Start of Extracted information
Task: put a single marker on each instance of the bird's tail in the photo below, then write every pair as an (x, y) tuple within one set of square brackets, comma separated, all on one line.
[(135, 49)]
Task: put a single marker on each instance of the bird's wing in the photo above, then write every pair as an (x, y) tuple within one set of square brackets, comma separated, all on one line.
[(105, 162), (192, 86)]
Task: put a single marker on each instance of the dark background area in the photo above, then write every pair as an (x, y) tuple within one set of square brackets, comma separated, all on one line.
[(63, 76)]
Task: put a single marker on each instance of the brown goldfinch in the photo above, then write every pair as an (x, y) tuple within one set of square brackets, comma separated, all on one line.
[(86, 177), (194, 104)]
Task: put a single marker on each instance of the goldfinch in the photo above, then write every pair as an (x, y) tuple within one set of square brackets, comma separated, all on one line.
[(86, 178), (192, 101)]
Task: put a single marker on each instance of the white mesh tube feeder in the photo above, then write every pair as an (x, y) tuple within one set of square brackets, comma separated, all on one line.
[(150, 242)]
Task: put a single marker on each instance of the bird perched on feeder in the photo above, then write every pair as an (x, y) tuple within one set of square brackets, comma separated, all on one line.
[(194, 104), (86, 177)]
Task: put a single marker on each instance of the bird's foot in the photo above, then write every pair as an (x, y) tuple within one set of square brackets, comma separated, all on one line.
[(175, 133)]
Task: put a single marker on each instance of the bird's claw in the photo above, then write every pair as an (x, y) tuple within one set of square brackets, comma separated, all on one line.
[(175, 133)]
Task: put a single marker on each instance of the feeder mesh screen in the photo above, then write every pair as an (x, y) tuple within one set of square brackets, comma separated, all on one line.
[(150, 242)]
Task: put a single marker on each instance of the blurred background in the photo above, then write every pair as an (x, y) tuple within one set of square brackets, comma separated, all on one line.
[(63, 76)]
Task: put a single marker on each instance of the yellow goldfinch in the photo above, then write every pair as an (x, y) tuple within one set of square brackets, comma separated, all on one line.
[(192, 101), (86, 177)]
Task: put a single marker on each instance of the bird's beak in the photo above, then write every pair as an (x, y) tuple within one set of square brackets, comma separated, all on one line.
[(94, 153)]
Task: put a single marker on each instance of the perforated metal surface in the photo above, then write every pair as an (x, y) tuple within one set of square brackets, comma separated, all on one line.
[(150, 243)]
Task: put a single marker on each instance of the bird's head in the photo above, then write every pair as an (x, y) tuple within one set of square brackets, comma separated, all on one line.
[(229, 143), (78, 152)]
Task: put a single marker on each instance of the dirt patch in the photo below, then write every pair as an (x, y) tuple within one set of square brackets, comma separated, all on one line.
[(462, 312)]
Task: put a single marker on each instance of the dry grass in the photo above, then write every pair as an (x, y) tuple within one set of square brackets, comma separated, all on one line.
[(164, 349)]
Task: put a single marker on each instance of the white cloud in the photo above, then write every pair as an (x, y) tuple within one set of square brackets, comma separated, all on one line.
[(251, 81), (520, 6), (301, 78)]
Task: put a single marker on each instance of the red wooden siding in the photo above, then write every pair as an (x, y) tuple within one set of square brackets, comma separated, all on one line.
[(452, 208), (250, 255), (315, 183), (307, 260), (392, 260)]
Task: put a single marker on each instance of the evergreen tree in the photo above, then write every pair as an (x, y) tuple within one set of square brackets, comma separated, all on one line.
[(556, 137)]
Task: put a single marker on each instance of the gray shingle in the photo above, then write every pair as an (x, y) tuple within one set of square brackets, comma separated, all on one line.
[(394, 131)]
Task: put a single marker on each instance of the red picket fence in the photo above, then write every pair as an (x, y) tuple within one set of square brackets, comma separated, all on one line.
End of Extracted information
▶ **What you will do**:
Rescale everything from the line that contains "Task: put a single marker on each instance of the dirt" down to the end of the records, both ends included. Copy each line, requests too, and multiply every x and y coordinate in the answers by 0.3, rounding to whole numbers with halves rounded up.

▶ **Solution for this exercise**:
Task: put a single marker on each instance of the dirt patch in the photo below, then write every pair as an (x, y) tuple within one set of square brackets, comma separated, all on one line.
[(139, 94)]
Task: put a single marker on each instance of the dry grass in the photo above, then write every pair as an (x, y) tuple within one set of square brackets, comma separated, all on one line.
[(49, 105)]
Task: put a single marker on each instance of the white cloud in the photo above, then write every pair as an (x, y) tuple within one set of square brackets, comma separated, all on one line.
[(75, 24), (156, 2), (90, 23)]
Task: put a single marker on each instance of the red wooden siding in the photo above, then write every pair as an (x, y) tuple within one set of square brackets, comma separated, all on one line.
[(136, 62), (75, 77), (95, 55), (92, 78), (118, 78)]
Task: put a single marker on each instance of the evergreen tree in the photo above, then write every pair as an (x, y) tuple within one set of square brackets, comma separated, all on one line.
[(167, 41)]
Task: put a single marker on each instance of the gray shingle in the photo above, then write every pair as an (x, y) tuple within one set of square brackets, comma separated, all on one line.
[(118, 39)]
Task: put a single marker on each instance of the red picket fence in the photo above, then write every pair as an (x, y) tuple within one set of square brackets, comma separated, all on one line.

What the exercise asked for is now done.